EXCERPT:
Content starts

Airlines are facing so many challenges when it comes to operating international flights, from lack of demand to constantly changing government restrictions. Well, it looks like US airlines now have a major new issue with operating Hong Kong flights.
American & United cancel HKG flights
American Airlines and United Airlines had both cancelled passenger flights to Hong Kong as of March, and the plan was for them to resume flights to Hong Kong as of this month:
- American was supposed to fly between Dallas and Hong Kong as of July 9
- United started flying between San Francisco and Hong Kong as of July 6
American Airlines was supposed to resume Hong Kong flights today
These service resumptions are in spite of strict entry requirements, which essentially only allow locals to return to Hong Kong. However, these flights are probably viable for a couple of reasons:
- Cargo has become an even bigger source of revenue for major airlines than before, so in many cases flights could be profitable even with very few passengers onboard
- Hong Kong Airport started allowing transit passengers as of last month
Anyway, unfortunately Hong Kong service was short-lived for United, and never happened for American. United Airlines cancelled its San Francisco to Hong Kong flight yesterday…
…and American cancelled its Dallas to Hong Kong flight today.
We should expect these cancellations to continue. What exactly is going on?
Hong Kong’s new crew testing requirement
All passengers arriving in Hong Kong have to undergo testing, which is part of Hong Kong’s plan to stop the spread of coronavirus. Historically airline crews have been exempt from this, but this has changed.
Arriving airline crews are now expected to go to the nearby AsiaWorld-Expo and undergo coronavirus testing before their layovers. The unions representing pilots at both American and United have raised objections to this, to the point that they’re refusing to work Hong Kong flights.
What problem do pilots apparently have with this? @xJonNYC shares the following regarding what’s going on at American:
According to the notice issued by the Centre for Health Protection, anyone with a positive test sample would be admitted to a hospital “as soon as possible,” and anyone refusing to submit to testing would be subject to fine and imprisonment.

Content ends

THINGS TO DO:
1. Answer these questions using the article on Hong Kong flight cancellations.
(a) From which city did United start flying to Hong Kong?
(b) Where are arriving airline crews now expected to go for coronavirus testing?
(c) According to the Centre for Health Protection notice, what would happen to anyone refusing to submit to testing?
2. Name every city mentioned in the article on Hong Kong flight cancellations.

[Records in a dataset]
Content starts

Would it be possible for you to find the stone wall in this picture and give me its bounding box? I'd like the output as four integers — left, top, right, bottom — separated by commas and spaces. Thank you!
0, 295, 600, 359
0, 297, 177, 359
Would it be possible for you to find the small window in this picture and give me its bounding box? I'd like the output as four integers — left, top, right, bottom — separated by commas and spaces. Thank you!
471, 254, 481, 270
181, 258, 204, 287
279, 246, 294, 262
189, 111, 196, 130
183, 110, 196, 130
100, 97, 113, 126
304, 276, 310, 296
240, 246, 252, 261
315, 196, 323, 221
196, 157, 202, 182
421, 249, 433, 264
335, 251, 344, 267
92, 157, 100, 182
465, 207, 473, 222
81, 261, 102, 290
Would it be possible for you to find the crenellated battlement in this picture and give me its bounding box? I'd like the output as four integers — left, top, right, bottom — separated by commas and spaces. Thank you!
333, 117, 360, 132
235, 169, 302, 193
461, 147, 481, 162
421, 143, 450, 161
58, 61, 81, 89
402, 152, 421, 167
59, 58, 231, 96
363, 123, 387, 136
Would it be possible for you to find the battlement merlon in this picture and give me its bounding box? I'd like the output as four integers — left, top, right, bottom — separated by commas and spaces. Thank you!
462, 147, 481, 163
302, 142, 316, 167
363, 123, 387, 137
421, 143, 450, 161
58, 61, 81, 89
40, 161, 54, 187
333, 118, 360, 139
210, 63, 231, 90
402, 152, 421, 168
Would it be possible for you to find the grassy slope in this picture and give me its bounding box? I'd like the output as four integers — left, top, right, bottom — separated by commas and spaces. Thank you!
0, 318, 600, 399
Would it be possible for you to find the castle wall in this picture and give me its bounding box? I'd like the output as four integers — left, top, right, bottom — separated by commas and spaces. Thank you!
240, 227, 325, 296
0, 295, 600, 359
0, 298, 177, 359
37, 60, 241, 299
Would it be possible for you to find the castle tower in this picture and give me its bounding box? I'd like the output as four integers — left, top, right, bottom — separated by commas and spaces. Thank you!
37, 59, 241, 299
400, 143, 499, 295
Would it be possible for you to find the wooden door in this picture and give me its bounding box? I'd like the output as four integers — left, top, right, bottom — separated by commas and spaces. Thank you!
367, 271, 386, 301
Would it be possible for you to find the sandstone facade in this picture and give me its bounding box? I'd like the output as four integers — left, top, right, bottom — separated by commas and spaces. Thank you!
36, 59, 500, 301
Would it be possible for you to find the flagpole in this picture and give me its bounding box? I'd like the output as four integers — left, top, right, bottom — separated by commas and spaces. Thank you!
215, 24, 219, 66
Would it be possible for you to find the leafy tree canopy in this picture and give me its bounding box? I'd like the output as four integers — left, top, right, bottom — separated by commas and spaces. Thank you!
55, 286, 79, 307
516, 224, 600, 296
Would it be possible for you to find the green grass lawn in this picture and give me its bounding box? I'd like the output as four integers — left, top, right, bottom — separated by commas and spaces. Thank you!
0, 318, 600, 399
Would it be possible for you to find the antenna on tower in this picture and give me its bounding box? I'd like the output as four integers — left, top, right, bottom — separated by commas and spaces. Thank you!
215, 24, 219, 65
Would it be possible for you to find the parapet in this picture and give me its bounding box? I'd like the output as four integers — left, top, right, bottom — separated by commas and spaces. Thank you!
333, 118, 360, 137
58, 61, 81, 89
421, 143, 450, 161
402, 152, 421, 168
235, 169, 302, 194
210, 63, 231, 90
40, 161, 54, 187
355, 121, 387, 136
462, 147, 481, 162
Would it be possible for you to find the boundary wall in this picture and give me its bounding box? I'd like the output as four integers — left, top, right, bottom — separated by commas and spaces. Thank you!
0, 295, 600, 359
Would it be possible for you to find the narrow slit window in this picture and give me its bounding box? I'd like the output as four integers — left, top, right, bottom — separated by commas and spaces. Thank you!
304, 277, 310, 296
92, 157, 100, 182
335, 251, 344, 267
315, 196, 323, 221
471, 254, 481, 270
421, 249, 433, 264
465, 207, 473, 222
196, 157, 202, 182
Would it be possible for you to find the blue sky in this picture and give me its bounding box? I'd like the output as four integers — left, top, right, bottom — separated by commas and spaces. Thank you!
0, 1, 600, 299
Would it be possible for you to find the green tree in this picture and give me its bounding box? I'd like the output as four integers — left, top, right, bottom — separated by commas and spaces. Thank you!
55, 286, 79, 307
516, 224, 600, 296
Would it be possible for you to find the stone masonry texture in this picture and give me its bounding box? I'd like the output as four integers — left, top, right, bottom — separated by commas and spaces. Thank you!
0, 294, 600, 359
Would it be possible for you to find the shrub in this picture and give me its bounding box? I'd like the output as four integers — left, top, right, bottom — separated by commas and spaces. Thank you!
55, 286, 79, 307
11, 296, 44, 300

Content ends
Content starts

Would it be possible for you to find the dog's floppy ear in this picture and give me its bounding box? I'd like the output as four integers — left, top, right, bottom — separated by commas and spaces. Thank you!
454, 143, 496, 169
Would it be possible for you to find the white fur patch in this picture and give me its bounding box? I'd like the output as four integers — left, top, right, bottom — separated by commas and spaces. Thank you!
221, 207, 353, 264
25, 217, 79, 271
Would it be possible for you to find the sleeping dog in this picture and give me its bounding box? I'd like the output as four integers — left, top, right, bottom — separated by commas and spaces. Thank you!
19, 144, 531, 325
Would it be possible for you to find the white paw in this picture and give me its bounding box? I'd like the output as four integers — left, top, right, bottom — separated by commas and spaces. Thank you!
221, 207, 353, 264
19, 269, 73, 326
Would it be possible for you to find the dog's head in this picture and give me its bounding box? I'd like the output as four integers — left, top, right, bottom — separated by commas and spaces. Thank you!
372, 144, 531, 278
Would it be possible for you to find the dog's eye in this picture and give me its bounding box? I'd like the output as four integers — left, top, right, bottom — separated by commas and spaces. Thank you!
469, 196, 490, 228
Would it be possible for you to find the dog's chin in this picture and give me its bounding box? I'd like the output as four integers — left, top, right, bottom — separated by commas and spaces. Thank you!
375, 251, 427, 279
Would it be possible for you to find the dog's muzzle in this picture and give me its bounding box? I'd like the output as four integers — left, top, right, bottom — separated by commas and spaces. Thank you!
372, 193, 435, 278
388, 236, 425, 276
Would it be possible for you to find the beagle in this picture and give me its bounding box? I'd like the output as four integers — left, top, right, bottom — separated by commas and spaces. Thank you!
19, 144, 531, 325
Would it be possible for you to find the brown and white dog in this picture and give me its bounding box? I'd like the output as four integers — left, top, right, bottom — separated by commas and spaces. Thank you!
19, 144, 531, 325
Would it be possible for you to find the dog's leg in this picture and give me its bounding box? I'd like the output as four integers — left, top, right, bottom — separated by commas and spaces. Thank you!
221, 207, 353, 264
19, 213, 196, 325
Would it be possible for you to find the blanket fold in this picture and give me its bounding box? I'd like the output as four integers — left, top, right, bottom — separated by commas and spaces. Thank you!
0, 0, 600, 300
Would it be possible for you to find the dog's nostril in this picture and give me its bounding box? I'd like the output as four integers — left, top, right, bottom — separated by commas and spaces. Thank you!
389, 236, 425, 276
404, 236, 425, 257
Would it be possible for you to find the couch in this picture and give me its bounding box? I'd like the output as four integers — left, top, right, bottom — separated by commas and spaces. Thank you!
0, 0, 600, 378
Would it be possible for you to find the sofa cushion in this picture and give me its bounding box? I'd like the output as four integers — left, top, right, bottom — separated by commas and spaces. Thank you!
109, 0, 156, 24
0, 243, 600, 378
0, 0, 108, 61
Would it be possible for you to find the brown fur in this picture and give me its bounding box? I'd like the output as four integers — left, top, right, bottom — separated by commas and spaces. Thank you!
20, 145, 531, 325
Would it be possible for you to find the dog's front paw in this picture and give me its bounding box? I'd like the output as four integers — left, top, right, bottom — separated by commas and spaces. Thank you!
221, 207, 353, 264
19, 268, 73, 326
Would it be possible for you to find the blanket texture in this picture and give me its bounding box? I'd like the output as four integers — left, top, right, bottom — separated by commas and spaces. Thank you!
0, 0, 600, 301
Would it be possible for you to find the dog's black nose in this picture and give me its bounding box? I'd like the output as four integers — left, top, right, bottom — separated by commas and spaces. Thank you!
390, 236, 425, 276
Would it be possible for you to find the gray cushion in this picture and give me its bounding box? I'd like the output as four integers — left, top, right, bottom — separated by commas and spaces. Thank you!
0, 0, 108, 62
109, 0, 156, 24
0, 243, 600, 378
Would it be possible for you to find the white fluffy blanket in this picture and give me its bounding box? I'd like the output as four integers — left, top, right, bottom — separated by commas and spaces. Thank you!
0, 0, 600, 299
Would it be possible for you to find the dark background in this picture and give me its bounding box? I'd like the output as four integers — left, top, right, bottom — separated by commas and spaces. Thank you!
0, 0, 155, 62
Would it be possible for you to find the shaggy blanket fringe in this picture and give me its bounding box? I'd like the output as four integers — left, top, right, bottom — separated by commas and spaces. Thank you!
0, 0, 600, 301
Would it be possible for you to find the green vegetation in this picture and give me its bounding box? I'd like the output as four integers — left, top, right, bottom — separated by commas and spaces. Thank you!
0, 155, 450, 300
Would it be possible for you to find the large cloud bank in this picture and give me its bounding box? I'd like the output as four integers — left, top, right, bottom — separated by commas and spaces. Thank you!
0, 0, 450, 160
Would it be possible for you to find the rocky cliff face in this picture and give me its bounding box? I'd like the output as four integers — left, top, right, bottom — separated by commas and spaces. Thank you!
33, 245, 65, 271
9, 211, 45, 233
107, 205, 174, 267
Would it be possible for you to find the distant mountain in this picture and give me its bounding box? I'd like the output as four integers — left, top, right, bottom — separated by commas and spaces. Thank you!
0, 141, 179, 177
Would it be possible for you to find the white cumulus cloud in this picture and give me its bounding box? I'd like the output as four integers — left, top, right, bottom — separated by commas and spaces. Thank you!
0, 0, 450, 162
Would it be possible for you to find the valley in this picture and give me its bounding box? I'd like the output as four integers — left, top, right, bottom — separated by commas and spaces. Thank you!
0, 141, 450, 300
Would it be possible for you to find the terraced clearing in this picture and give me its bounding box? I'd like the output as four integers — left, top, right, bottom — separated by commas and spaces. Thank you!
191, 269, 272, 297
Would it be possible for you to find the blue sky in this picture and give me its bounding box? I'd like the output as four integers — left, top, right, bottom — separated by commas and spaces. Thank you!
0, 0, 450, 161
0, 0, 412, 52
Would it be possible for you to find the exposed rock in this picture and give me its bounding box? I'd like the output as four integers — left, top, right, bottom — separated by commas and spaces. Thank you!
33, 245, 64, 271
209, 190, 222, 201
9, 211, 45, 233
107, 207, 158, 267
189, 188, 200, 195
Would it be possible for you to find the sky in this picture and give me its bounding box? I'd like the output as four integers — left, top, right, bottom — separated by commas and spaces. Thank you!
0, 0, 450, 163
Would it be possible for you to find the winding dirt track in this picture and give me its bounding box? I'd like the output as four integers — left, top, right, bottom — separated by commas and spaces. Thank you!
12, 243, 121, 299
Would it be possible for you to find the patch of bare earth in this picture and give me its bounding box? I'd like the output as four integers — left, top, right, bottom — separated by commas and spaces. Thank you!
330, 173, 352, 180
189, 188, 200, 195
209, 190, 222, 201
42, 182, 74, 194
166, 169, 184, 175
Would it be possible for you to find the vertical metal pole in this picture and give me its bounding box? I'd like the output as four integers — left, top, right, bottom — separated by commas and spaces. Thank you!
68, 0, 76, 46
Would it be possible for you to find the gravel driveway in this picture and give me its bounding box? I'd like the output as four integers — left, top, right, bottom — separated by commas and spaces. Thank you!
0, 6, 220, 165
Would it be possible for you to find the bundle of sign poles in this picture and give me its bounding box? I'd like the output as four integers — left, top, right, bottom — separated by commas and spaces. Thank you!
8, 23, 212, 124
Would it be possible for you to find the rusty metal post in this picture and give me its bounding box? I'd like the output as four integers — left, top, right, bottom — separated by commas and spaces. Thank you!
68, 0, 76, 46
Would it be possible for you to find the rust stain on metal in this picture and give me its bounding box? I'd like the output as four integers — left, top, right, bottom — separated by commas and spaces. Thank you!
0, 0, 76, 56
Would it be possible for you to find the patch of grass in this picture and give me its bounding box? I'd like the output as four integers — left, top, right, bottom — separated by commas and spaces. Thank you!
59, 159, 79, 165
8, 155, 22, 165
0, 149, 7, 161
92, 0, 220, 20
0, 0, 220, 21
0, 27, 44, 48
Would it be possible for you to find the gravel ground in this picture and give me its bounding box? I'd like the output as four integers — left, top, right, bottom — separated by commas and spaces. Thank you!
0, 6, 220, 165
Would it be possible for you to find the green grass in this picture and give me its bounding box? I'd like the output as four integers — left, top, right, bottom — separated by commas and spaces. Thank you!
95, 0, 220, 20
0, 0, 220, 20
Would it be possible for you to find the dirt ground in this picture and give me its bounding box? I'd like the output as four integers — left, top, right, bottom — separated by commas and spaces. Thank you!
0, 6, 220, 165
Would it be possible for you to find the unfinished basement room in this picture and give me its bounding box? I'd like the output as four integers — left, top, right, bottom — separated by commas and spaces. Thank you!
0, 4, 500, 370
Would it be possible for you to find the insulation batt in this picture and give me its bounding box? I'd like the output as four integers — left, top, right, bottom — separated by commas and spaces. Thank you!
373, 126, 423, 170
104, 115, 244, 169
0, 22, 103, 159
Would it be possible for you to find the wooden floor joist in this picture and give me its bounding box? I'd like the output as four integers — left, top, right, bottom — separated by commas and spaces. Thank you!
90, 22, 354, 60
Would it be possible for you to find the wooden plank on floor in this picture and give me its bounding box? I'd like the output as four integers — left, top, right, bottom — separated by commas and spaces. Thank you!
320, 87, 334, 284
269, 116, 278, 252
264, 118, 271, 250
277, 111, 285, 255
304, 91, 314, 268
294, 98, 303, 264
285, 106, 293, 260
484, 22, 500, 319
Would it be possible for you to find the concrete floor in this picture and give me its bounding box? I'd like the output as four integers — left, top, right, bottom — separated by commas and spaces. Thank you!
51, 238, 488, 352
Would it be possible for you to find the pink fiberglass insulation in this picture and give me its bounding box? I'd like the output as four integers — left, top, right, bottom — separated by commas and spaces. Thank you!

Content ends

OUTPUTS BY TASK:
1.
(a) San Francisco
(b) The nearby AsiaWorld-Expo
(c) They would be subject to fine and imprisonment.

2. Hong Kong, Dallas, San Francisco